_EXERCISE GOAL_
Transcribe the records below word for word, leaving every picture out.

_RECORDS_

○ ○ ○ ○ ○ ○ ○

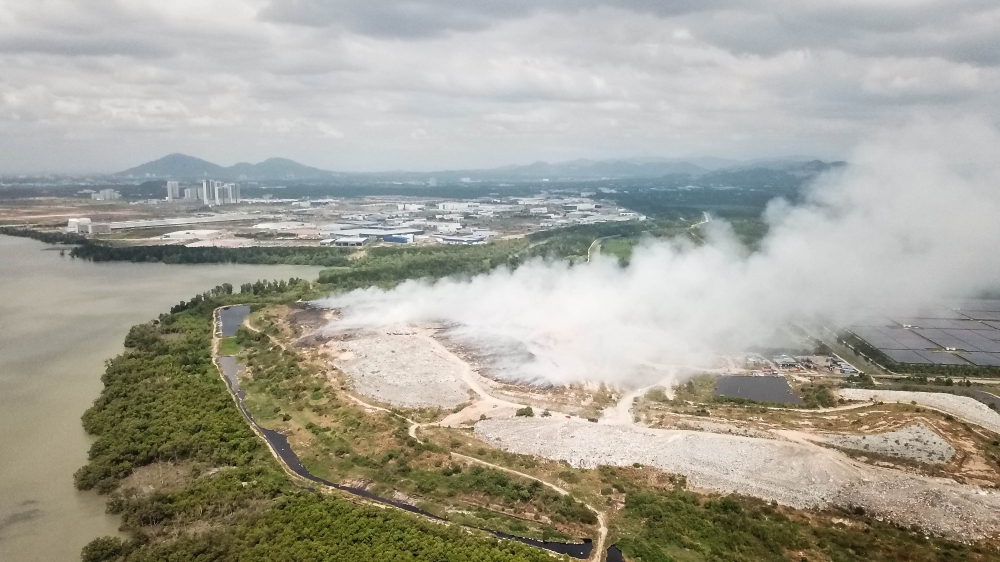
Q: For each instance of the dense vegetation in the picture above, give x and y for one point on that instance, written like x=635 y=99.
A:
x=384 y=266
x=164 y=403
x=47 y=237
x=324 y=256
x=667 y=525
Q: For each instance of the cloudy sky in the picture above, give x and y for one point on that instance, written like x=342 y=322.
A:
x=101 y=85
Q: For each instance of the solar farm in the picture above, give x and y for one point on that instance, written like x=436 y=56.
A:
x=959 y=333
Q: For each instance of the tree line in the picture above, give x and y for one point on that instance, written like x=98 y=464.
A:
x=164 y=402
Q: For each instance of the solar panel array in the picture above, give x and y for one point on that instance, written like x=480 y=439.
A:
x=960 y=333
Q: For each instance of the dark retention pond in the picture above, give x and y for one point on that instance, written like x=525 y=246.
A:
x=279 y=442
x=763 y=389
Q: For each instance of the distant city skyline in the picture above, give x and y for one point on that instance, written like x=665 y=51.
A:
x=431 y=85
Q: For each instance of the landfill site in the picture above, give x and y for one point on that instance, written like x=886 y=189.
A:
x=924 y=459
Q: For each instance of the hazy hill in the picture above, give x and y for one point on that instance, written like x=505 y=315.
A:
x=712 y=170
x=175 y=166
x=181 y=166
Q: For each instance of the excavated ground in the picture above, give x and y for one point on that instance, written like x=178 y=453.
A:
x=400 y=368
x=794 y=474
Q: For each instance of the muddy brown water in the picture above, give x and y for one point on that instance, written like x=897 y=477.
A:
x=60 y=319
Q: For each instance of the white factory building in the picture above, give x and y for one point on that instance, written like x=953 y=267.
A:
x=86 y=226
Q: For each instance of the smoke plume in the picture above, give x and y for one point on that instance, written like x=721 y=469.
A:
x=914 y=219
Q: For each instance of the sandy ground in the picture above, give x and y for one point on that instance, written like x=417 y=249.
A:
x=792 y=473
x=915 y=442
x=959 y=406
x=401 y=368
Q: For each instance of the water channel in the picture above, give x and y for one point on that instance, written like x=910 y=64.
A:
x=60 y=319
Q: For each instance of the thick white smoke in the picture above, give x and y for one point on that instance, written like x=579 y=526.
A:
x=914 y=219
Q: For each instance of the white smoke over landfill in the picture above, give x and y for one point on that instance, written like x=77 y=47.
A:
x=914 y=219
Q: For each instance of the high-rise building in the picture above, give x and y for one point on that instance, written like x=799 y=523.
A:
x=105 y=195
x=218 y=193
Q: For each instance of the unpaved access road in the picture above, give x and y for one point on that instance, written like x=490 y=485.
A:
x=963 y=407
x=797 y=474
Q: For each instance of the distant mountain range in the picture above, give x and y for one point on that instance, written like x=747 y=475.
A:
x=180 y=166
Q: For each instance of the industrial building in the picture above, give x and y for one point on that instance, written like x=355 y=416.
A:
x=346 y=241
x=215 y=192
x=105 y=195
x=86 y=226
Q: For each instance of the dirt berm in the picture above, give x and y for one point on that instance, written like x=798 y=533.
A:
x=795 y=474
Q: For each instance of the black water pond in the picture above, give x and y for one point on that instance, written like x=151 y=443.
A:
x=230 y=319
x=614 y=555
x=986 y=398
x=279 y=442
x=763 y=389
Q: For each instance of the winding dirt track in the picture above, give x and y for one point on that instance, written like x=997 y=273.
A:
x=470 y=377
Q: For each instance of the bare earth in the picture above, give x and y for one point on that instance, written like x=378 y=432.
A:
x=792 y=473
x=960 y=406
x=915 y=442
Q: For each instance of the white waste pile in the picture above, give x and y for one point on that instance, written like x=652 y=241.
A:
x=786 y=472
x=961 y=406
x=401 y=369
x=793 y=474
x=915 y=442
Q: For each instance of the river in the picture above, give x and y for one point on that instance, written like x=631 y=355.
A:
x=60 y=319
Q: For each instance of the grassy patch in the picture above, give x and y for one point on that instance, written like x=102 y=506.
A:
x=229 y=346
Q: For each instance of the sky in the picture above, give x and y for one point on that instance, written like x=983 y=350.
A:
x=356 y=85
x=910 y=225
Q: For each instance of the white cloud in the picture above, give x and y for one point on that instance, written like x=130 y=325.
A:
x=492 y=83
x=911 y=223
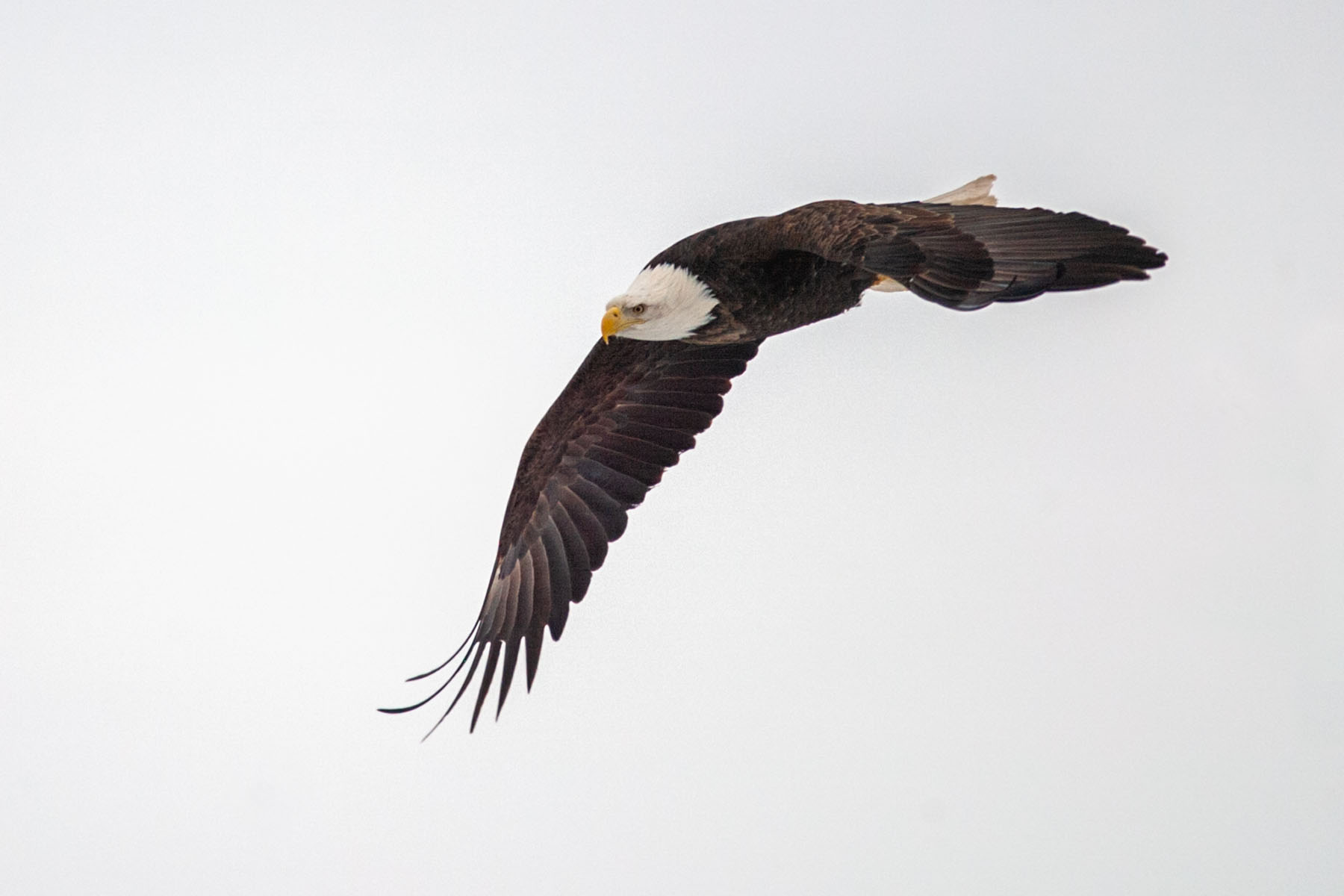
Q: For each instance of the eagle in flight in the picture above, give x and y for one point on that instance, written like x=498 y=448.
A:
x=690 y=323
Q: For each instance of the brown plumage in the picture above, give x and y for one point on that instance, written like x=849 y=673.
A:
x=635 y=405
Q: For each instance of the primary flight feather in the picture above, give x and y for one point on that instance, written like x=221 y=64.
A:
x=690 y=323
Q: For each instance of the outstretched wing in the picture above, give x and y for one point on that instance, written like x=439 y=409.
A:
x=624 y=418
x=968 y=255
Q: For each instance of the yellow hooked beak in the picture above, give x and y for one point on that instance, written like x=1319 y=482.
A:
x=613 y=323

○ ○ ○ ○ ○ ○ ○

_TASK ANSWER_
Q: For each instance of the dense vegetation in the picture above, give x and y for one point on that instance, written like x=635 y=99.
A:
x=384 y=266
x=164 y=403
x=47 y=237
x=324 y=256
x=667 y=525
Q: For each instance of the cloudy sky in the picture above, give x and y for one point on that instance, written like x=342 y=322.
A:
x=101 y=85
Q: For each instance of the solar farm in the picture above, give x and y for one point on that instance, written like x=436 y=56.
A:
x=959 y=333
Q: For each instance of the tree line in the picture above, give x and y for one point on that instance, written like x=98 y=464.
A:
x=164 y=402
Q: For each instance of the solar panel array in the picture above, give x and y for one point on that instance, written like x=480 y=439.
A:
x=960 y=333
Q: For each instance of the dark retention pond in the picture above, give x and y for one point on that instance, written like x=525 y=246.
A:
x=279 y=442
x=763 y=389
Q: For each instance of the distant city skyline in the picture above, give x and y for one point on that instance, written like x=665 y=51.
A:
x=431 y=85
Q: For each instance of the landfill site in the picture above, give x and y for one point on that instance, written like x=886 y=189.
A:
x=924 y=459
Q: For each instance of the hazy hill in the picture above, give x and y for one point on that instance, written like x=505 y=315.
A:
x=712 y=170
x=175 y=166
x=181 y=166
Q: For each instance of the excavated ground in the picture above, give x and y for one point on that instance, written like x=178 y=453.
A:
x=400 y=368
x=794 y=474
Q: For each instance of the muddy brown water in the picture above, give x and y for one point on that instance, written like x=897 y=477.
A:
x=60 y=319
Q: For each instance of the white factory building in the picture above, give x and y for one point on that instance, written like x=953 y=267.
A:
x=86 y=226
Q: For each instance of the smoke plume in the picture above, give x and y for one point on that instance, written like x=721 y=469.
A:
x=914 y=219
Q: For each instance of the sandy ground in the picture above, give x and y for one point on that instance, written like x=417 y=249.
A:
x=792 y=473
x=915 y=442
x=959 y=406
x=401 y=368
Q: For each instance of the water channel in the picture above, give x and y for one point on that instance, written like x=910 y=64.
A:
x=60 y=319
Q: For each instance of the thick white smoke in the picture above, give x and y for one point on that instance, written like x=579 y=526.
A:
x=914 y=219
Q: For each instance of the white smoke over landfill in the picture above, give x and y for one point on that instance, written like x=77 y=47.
A:
x=914 y=219
Q: For each instance of the high-rise building in the picture above, give x and y for one point on that instance, written like x=799 y=523.
A:
x=105 y=195
x=218 y=193
Q: For each instance of the unpaved access road in the picture above, give x and y for one point on that instance, written like x=490 y=485.
A:
x=963 y=407
x=797 y=474
Q: For each instance of the distant mountain range in the picture above, give x and y for one point on that instance, written like x=747 y=475.
A:
x=180 y=166
Q: For each instance of the industrial building in the picture above, give x and y for one point on that instance, written like x=355 y=416.
A:
x=346 y=241
x=215 y=192
x=105 y=195
x=86 y=226
Q: For each instance of the dirt berm in the picture above, give x and y for one point on that instance, written like x=798 y=533.
A:
x=795 y=474
Q: For each instance of the black water pond in the picture above, give x and y for one point on that instance, written like x=151 y=443.
A:
x=230 y=319
x=614 y=555
x=986 y=398
x=279 y=442
x=763 y=389
Q: For each instance of the winding dirt track in the picture above, give x and y for one point on that instance, written like x=997 y=273.
A:
x=470 y=377
Q: For each instance of the bare earth in the picture above, give x and y for one point on that instance, written like x=378 y=432.
A:
x=792 y=473
x=960 y=406
x=915 y=442
Q: For each instance of the white waste pile in the picture above, give x and y for one point on that instance, written like x=652 y=241.
A:
x=786 y=472
x=961 y=406
x=401 y=369
x=793 y=474
x=915 y=442
Q: For each instance of the river in the picture above, give x and y for one point on that instance, written like x=631 y=355.
A:
x=60 y=319
Q: For each instance of the grassy patch in the picture above, give x and y for one point on that instance, written like x=102 y=506.
A:
x=229 y=346
Q: For each instance of the sky in the picture above, give x and y for one point on that instance, written like x=983 y=350.
A:
x=356 y=85
x=910 y=225
Q: For each instance of the white cloud in the picture above, give x and y for one point on that instance, written like x=130 y=325.
A:
x=492 y=83
x=911 y=223
Q: For each instance of the eagle in flight in the picture above, give x and y for one point on that instance, written like x=498 y=448.
A:
x=690 y=323
Q: For each instance of the brown plumage in the picture above, give x and y for one point on that instance, written like x=849 y=673.
A:
x=635 y=405
Q: For each instance of the primary flight feather in the picture above, give x and y for one point on that instance, written like x=221 y=64.
A:
x=690 y=323
Q: For each instance of the outstretched wing in the picture above, give x and y for one point on that instance, written like x=439 y=409.
A:
x=624 y=418
x=968 y=255
Q: For each instance of the yellow hooked beak in the picture above, give x and y for one point on that instance, written like x=1319 y=482.
A:
x=613 y=323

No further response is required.